● Document segment:
########################################
Expressions relating to the Crown
Dan Rogerson: I beg to move amendment No. 577, in clause 174, page 97, leave out lines 36 and 37.
The Chairman: With this it will be convenient to discuss the following amendments: No. 578, in clause 174, page 98, line 11, leave out paragraph (e).
No. 579, in clause 174, page 98, line 33, leave out paragraph (b).
Dan Rogerson: I confess that I may be thinking more parochially about this clause than others, as it defines how Crown land is to be interpreted in the Bill. We have already discussed Crown land exemptions and I accept that there are occasions when such land is vital to the nation.
It is no reflection on the present Duke of Cornwall, for whom I have the utmost regard, but the history of the Duchy is that at times it seeks to define itself in terms of its constitutional role. People may not be familiar with the constitutional peculiarities of the Duchy of Cornwall. Various provisions apply to the foreshore, mineral rights and so on, and if one dies intestate in Cornwall the estate goes not to the Crown but to the Duchy of Cornwall. The Duchy has a constitutional significance that it has defended through the courts.
Mr. Elfyn Llwyd (Meirionnydd Nant Conwy) (PC): The estate goes to the Duchy if a person without relatives dies intestate.
Dan Rogerson: I am grateful to the hon. Gentleman for that piece of legal education as I am obviously sadly lacking in that respect.
The Duchy has a constitutional position that at times it seeks to emphasise and at other times it seeks not to do so and defines itself as a private estate. It cannot have it both ways. If it is a private estate, and I would say that it is because it exists to supply an income for the heir to the throne, why is it exempt from provisions to which other citizens must have regard?
I understand the argument for the Crown’s position in respect of Government land used, for example, by the Ministry of Defence, but I struggle to see why Duchy of Cornwall farms should be treated any differently from other farms, such as county council-tenanted farms. I hastily backtrack and say that the amendment implies no criticism of the current incumbent; it seeks to discover how the Government view the Duchy of Cornwall and why it is included with other Crown land, which is more understandable in this context. What is the Government’s opinion on the matter?
The Parliamentary Under-Secretary of State for Communities and Local Government (Mr. Parmjit Dhanda): It is nice to be back and serving under your chairmanship, Mr. Illsley, as we head towards the twilight phase of the Committee sittings.
Mrs. Lait: We are not going that way.
Mr. Dhanda: Who knows?
I will not accuse the hon. Gentleman of tabling a republican amendment, but clause 173, which we skipped over, applies the Bill specifically to the Crown, including the Duchy. He raised concerns about the Duchy of Cornwall receiving special treatment under the Bill, but the clause is consistent with the commitment to remove Crown immunity on planning matters implemented by the Planning and Compulsory Purchase Act 2004, which amended section 293 of the Town and Country Planning Act 1990. The definition of Crown land, which included land belonging to the Duchy of Cornwall, was unchanged. It is consistent with other legislation that applies to the Crown, as all Crown interests are treated the same. It would be improper to treat one interest—in this case, the Duchy of Cornwall— differently from another, as he suggested we do.
The drafting reflects the special position of the sovereign and her heirs in our constitution. That is the nub of it, which is where the hon. Gentleman’s complications and difficulties arise. That special place within our constitution is written into every measure, and it is difficult to start unpicking it in any Bill, including this one.
########################################
● Dataset section:
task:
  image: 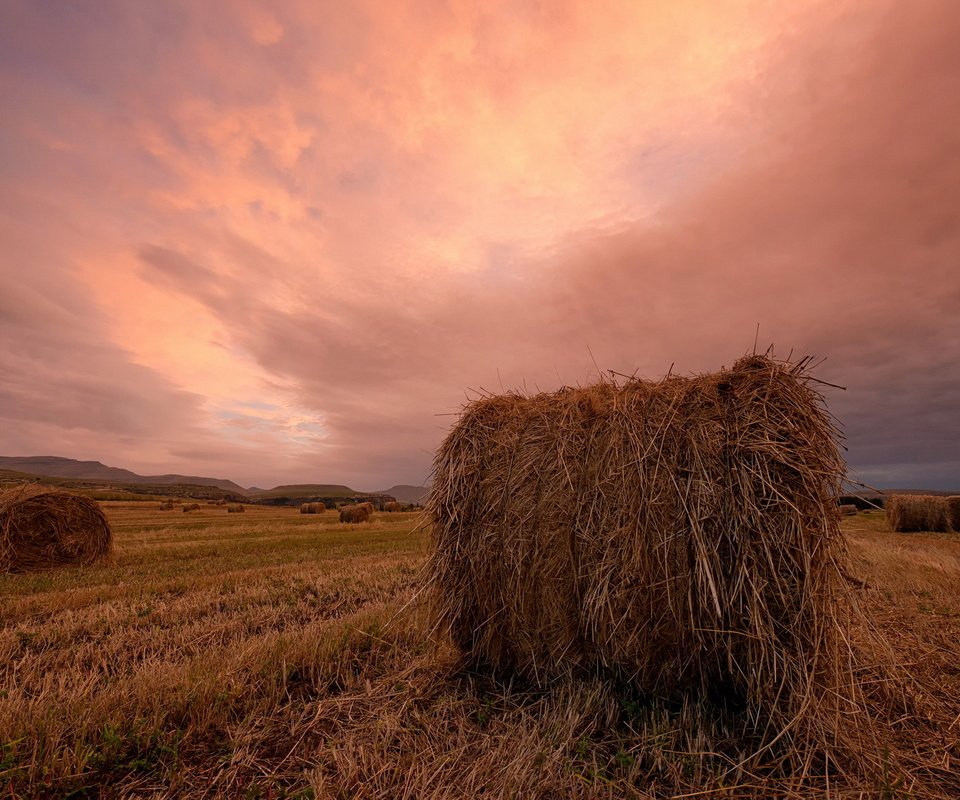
########################################
● Complete the following:
- a) In the committee debate on Crown land, which Act implemented the commitment to remove Crown immunity on planning matters?
- b) Write a continuation of the committee debate on Crown land, starting after its final sentence.
The lines above were taken from a different source than the debate text.

● Answer set:
- a) The Planning and Compulsory Purchase Act 2004.

- b)
As I said, the Bill applies to the Crown, but whereas in part 8 enforcement would refer to an appellant, in this case it would refer to an individual who is appointed by the heirs to the Crown. It is still relevant but at the same time it has to be written in a way that observes our constitution. The Crown, as Head of State, cannot enforce measures on the Crown, which is why the provisions are so drafted. I hope that that helps the hon. Gentleman and that he will withdraw the amendment.
Dan Rogerson: I listened with interest to what the Minister said. There is not much justification for the proposal, except that it is what has always been done, but that is a debate for another time and place so I will not detain the Committee. The answer to my question was not forthcoming, but on the basis that I may wish to pursue the issue elsewhere, I beg to ask leave to withdraw the amendment.
Amendment, by leave, withdrawn.
Clause 174 ordered to stand part of the Bill.
Clause 175 ordered to stand part of the Bill.

Clause 176

Service of notices: general
Dan Rogerson: I beg to move amendment No. 580, in clause 176, page 98, line 44, leave out ‘may’ and insert ‘must’.
The Chairman: With this it will be convenient to discuss the following amendments: No. 581, in clause 176, page 98, line 44, leave out ‘either’.
No. 582, in clause 176, page 99, line 2, at end insert ‘and’.
No. 583, in clause 176, page 99, line 5, at end insert ‘and’.
No. 584, in clause 176, page 99, line 9, at end insert—
‘(1A) A notice or other document required or authorised to be served or given under this Act may additionally be served by the following methods—’.
Dan Rogerson: My concern is that the clause as drafted refers to notice being given “either” and then lists a number of ways in which that can be done. For example, it mentions service using electronic communications. Notices might be issued solely by that means, and therefore would not reach certain people, as we have discussed. Also, people who have an interest in, or own, land but do not reside there and do not visit it on a frequent basis may not see notices posted there.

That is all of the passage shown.